- **作業内容**
1. 本文について、次の問いに答えてください。
(a) 宮島氏によれば、年金資産の積み上がりはどのような経路で企業経営に影響を与えてきましたか。
(b) ESGのE、S、Gはそれぞれ何を表していますか。
(c) 川口氏が賃金格差が小さいことが知られていると述べているのは、どのような企業ですか。
2. 本文の「その動向自体は不可逆的な変化」から「くるのではないかと思います。」までを、両端を含めて書き直してください。その際、「機関投資家」を「運用会社」に置き換えてください。

- **本文**
>>>
長期雇用を支えるために、近視眼的な株主からの圧力を回避しないといけないということになると、今後の方向性としては、持ち合い株の復活でないような方向で株式所有構造を安定させることが必要となっていきます。

中島:
労働分配率が低下傾向で労働者間の賃金不平等が広がっているのは、主要国で共通な問題ですが、それを拡大させないためにはどうしたらよいでしょうか。

宮島:
1990年から2000年代最近までのひとつの大きな背景というのは、グローバル化と並行して先進国における金融資産の蓄積水準の上昇があります。これは年金資産の積み上がりという形で表れてきて、年金基金から機関投資家を介して企業統治改革のなかでは圧力の上昇という形で企業経営に影響を与えてきています。

その動向自体は不可逆的な変化の側面があって、これを問題視するというのはかなり非現実的です。企業年金であれ、GPIFであれ、それを運用するファンドの投資行動が問題になってきます。その関連でいま注目を浴びているのはESG(環境・社会・ガバナンス)ということになるわけです。ESGは格差だけを問題にしているわけではありませんが、投資家サイドも、ボラティリティ(価格の変動幅)を小さくするという面でESG投資への関心を高めていますし、もう一歩進めれば、機関投資家として格差を縮小するような投資行動をとっているところに、プリファランスを進める、つまりプレミアムを支払うことですが、そうした行動というのが将来の可能性として想定できます。今後はどうやって方向づけしていくかということが課題だと思います。

川口:
グローバル化の他には資本価格の低下と資本使用量の増加ということで、結果として労働分配率が下がってきてしまうとか、あるいは技術進歩が高度技能者に有利な形で起こってくるので、どうしても格差が拡大するということが構造問題としてはあります。ただその分配率や所得分配というのは、構造的な部分に加えて、制度的な要因もあります。例えば、労働組合がある企業のほうが、賃金格差は小さいということが知られています。しかし長期的に見ると、労働組合の組織率が低下してきているのが日本を含め世界的な傾向ですので、ここに大きな期待をかけるというのがなかなか難しい状況です。このように考えてくると、格差拡大そのもの止めるのは難しい部分もあって、そこはどうしても再分配の税制を考えるだとか、低所得者への社会保障の枠組みの部分で考える部分も大きくなってくるのではないかと思います。
<<<
- **提供データ**
>>>
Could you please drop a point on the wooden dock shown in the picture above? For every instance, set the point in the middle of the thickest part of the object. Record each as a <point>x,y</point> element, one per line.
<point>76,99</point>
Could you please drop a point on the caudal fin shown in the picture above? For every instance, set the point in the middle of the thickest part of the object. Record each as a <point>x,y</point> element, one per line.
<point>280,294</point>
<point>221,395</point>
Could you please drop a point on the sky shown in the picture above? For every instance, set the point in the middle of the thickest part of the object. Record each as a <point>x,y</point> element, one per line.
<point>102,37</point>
<<<
>>>
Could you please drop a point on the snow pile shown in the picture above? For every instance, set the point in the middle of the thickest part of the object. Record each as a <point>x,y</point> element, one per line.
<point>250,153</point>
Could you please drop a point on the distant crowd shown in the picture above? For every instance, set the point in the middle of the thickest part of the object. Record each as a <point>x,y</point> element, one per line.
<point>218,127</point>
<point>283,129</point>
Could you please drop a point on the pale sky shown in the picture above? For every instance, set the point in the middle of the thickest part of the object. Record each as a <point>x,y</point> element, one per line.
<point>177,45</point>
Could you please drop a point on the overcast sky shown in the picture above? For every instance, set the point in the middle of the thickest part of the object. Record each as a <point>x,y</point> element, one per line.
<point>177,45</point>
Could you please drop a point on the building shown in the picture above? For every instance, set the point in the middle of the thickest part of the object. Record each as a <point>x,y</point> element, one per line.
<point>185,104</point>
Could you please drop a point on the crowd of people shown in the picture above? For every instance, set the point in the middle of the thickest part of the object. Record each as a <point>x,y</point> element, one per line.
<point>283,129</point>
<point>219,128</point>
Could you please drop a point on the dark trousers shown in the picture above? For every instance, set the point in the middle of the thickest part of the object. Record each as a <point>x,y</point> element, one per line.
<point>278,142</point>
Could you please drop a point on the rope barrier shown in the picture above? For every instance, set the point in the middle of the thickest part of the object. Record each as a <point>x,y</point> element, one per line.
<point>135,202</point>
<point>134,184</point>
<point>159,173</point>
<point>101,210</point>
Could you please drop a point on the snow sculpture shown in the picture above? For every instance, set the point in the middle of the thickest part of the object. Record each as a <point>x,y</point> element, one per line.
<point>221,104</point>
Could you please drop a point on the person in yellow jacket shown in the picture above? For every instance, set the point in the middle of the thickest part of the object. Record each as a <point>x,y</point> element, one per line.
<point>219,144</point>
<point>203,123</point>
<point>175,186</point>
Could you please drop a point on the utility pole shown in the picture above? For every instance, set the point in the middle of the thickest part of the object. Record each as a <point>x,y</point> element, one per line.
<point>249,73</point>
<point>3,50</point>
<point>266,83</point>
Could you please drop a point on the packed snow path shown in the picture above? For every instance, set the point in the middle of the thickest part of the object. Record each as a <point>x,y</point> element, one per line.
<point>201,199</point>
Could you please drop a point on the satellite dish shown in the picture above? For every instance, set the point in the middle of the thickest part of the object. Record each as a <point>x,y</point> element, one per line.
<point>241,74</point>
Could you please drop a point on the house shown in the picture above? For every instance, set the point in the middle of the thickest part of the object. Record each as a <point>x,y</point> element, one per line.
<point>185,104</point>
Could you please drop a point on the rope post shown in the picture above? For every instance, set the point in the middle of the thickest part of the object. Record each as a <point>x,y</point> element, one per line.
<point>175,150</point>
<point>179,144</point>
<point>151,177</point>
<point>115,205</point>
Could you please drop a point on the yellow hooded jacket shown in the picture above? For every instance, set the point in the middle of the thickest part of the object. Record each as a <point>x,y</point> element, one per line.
<<<
- **設問別の解答**
1.
(a) 年金基金から機関投資家を介して、企業統治改革のなかで圧力の上昇という形で影響を与えてきました。
(b) 環境・社会・ガバナンスを表しています。
(c) 労働組合がある企業です。

2.
その動向自体は不可逆的な変化の側面があって、これを問題視するというのはかなり非現実的です。企業年金であれ、GPIFであれ、それを運用するファンドの投資行動が問題になってきます。その関連でいま注目を浴びているのはESG(環境・社会・ガバナンス)ということになるわけです。ESGは格差だけを問題にしているわけではありませんが、投資家サイドも、ボラティリティ(価格の変動幅)を小さくするという面でESG投資への関心を高めていますし、もう一歩進めれば、運用会社として格差を縮小するような投資行動をとっているところに、プリファランスを進める、つまりプレミアムを支払うことですが、そうした行動というのが将来の可能性として想定できます。今後はどうやって方向づけしていくかということが課題だと思います。

川口:
グローバル化の他には資本価格の低下と資本使用量の増加ということで、結果として労働分配率が下がってきてしまうとか、あるいは技術進歩が高度技能者に有利な形で起こってくるので、どうしても格差が拡大するということが構造問題としてはあります。ただその分配率や所得分配というのは、構造的な部分に加えて、制度的な要因もあります。例えば、労働組合がある企業のほうが、賃金格差は小さいということが知られています。しかし長期的に見ると、労働組合の組織率が低下してきているのが日本を含め世界的な傾向ですので、ここに大きな期待をかけるというのがなかなか難しい状況です。このように考えてくると、格差拡大そのもの止めるのは難しい部分もあって、そこはどうしても再分配の税制を考えるだとか、低所得者への社会保障の枠組みの部分で考える部分も大きくなってくるのではないかと思います。